Tucked away in one corner of the large city of Taichung, Taiwan lies a modest ‘military dependents’ village’ – a community built in the late 1940s and the 1950s to serve as provisional housing for Nationalist soldiers, but ended up becoming permanent settlements. Over the years, many military dependents' villages have suffered from urban problems such as housing dereliction, abandonment, urban decay, and urban slum. This drab place has now been transformed into a beautiful and vibrant tourist hotspot, thanks to the colorful paintings of Huang Yung-fu, an 86-year-old veteran from Taichung City.
With a simplistic style he has adorned his tiny military dependents’ village with paintings of famous TV personalities, plants, animals and other items such as birds, buffaloes and aboriginal people.

Items contained in a dataset
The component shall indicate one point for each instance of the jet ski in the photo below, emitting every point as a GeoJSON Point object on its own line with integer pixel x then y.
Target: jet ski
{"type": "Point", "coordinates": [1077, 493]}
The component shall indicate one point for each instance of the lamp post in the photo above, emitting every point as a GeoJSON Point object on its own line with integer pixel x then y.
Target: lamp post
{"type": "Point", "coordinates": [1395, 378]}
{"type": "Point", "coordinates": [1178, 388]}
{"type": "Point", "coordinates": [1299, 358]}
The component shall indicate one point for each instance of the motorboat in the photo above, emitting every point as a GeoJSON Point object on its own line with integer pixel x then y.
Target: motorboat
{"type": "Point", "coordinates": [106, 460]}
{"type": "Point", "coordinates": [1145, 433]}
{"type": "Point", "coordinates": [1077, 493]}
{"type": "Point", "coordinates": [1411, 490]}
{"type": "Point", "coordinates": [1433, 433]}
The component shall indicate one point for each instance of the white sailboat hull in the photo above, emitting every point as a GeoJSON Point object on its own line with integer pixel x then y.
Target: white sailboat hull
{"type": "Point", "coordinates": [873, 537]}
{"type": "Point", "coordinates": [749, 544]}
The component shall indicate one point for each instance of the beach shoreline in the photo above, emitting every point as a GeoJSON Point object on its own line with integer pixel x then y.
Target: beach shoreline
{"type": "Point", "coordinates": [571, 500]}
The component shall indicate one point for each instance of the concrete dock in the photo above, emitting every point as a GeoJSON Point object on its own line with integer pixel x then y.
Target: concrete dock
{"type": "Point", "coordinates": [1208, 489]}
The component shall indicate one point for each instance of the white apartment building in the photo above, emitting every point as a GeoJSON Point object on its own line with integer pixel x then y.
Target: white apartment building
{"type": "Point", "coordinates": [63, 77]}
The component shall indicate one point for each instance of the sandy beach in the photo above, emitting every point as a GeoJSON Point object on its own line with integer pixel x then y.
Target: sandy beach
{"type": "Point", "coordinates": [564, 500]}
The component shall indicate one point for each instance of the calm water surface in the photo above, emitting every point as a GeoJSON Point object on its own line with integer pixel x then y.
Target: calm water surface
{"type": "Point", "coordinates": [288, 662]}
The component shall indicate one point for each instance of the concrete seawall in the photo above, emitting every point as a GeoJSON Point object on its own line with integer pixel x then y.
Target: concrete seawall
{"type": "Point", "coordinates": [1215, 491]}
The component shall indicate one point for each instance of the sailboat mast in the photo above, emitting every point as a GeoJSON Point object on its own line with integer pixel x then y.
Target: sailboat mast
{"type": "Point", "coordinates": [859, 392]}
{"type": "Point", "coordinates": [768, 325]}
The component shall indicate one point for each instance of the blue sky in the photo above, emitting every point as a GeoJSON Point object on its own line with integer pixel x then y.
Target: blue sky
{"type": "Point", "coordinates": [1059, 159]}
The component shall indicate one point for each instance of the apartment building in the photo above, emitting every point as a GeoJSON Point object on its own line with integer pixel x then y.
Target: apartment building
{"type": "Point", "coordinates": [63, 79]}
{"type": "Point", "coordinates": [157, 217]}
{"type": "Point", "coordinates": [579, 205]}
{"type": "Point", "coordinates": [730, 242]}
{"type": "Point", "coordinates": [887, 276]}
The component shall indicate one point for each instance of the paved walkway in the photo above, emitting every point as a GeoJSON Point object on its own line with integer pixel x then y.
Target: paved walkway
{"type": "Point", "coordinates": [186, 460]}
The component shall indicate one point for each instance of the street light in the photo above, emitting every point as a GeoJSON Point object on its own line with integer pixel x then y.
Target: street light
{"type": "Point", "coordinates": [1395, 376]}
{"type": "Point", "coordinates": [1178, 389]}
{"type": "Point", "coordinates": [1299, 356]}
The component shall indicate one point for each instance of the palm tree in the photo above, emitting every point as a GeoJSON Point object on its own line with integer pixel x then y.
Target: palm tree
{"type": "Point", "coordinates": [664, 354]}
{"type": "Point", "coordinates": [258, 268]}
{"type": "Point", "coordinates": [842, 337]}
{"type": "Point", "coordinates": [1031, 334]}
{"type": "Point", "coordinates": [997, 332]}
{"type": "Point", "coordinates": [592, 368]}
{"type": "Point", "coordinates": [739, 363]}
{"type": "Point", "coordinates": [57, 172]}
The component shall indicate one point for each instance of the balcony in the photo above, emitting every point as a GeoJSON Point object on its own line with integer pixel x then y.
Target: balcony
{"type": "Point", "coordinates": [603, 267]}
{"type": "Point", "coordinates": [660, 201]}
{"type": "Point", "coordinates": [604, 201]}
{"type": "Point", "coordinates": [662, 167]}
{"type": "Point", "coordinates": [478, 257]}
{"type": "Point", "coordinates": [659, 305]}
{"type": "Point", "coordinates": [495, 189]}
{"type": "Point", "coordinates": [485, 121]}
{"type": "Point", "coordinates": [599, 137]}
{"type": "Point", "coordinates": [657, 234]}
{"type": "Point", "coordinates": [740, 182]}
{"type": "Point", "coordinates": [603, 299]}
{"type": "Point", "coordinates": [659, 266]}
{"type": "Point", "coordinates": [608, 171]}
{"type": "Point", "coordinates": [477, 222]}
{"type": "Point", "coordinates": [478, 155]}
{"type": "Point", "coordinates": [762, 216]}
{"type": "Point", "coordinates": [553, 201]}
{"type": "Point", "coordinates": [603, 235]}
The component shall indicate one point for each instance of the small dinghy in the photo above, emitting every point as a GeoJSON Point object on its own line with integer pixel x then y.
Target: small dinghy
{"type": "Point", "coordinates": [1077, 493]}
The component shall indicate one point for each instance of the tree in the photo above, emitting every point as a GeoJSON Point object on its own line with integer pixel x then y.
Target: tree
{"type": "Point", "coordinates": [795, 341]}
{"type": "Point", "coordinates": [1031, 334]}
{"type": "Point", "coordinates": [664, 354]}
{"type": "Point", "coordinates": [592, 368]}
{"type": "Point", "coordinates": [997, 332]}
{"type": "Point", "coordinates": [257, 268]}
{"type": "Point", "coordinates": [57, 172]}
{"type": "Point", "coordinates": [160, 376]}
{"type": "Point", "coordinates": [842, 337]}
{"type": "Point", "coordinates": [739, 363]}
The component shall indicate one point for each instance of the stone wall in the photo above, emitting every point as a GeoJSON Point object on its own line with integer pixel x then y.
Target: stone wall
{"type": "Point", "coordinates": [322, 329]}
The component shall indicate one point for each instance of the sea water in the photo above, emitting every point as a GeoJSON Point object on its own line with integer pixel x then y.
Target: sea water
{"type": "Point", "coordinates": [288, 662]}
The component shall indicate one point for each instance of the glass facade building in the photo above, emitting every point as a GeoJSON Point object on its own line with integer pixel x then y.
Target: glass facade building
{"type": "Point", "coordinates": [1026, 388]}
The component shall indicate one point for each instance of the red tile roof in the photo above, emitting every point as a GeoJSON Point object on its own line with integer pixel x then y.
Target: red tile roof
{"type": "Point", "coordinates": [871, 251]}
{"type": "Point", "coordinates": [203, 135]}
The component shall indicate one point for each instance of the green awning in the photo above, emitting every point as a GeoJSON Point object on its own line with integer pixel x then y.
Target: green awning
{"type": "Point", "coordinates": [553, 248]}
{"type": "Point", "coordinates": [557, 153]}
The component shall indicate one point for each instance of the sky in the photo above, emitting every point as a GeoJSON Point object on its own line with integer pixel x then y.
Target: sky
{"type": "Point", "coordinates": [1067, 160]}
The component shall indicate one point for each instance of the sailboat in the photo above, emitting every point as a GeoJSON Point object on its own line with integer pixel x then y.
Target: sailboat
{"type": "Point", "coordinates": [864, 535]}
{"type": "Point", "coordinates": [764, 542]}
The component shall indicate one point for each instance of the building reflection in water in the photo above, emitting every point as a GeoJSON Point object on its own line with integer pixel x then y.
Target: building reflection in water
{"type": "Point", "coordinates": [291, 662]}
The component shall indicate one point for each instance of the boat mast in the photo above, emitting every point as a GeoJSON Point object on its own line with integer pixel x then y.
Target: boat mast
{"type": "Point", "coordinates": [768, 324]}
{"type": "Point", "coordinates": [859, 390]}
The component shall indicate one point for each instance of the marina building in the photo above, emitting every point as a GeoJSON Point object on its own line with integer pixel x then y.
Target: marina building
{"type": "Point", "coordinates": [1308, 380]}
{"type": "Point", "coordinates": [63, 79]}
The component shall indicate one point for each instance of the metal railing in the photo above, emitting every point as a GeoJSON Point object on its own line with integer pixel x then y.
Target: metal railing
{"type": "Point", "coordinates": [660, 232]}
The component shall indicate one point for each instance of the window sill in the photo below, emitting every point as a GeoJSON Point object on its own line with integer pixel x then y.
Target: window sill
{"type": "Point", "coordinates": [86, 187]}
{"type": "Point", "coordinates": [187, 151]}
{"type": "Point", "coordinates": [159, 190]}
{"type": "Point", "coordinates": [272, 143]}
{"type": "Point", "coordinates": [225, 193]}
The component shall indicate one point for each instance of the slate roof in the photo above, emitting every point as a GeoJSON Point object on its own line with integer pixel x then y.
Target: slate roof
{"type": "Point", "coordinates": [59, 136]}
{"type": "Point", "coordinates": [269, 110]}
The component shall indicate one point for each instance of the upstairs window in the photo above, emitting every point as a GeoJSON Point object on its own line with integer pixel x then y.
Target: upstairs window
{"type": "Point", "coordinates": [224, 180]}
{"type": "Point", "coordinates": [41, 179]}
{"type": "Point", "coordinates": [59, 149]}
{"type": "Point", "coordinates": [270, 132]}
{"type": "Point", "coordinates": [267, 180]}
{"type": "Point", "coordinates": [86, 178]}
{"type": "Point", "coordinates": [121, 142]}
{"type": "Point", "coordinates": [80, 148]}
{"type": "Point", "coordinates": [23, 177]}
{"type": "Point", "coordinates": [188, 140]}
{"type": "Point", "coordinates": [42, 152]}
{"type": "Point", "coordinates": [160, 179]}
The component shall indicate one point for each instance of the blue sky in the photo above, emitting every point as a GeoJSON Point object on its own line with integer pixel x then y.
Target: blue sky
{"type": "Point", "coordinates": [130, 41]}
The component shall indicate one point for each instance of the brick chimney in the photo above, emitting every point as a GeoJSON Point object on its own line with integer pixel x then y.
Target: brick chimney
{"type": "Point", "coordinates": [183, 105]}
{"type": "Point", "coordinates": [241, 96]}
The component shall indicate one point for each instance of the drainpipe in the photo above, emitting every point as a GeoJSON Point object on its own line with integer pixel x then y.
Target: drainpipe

### WORK TASK 1:
In the passage about the painted village in Taichung, when were military dependents' villages built?
### WORK TASK 2:
Extend the passage about the painted village in Taichung, picking up after its final sentence.

### TASK RESULT 1:
In the late 1940s and the 1950s.

### TASK RESULT 2:
Huang Yung-fu first picked up a paintbrush about two years ago. He started to paint for his own pleasure using the remains of the equipment from the art classes he attended when he was a child. Students of a university not far from the “painted military dependents’ village” seem to be among the first who discovered this old man’s talent and started to spread the news. Some even took pictures of the paintings and published them online. Information about his paintings went viral, to the point where tourists have flown in from Malaysia, Japan, and Korea to see them. The dull and drab military dependents’ village is now recognized as one of the must-see spots in central Taichung City.
Huang Yung-fu would have never imagined that so many people would come to appreciate his art, and he has drawn great pleasure from his paintings. He paints a little bit more every day, and now painting has become the main purpose of his life.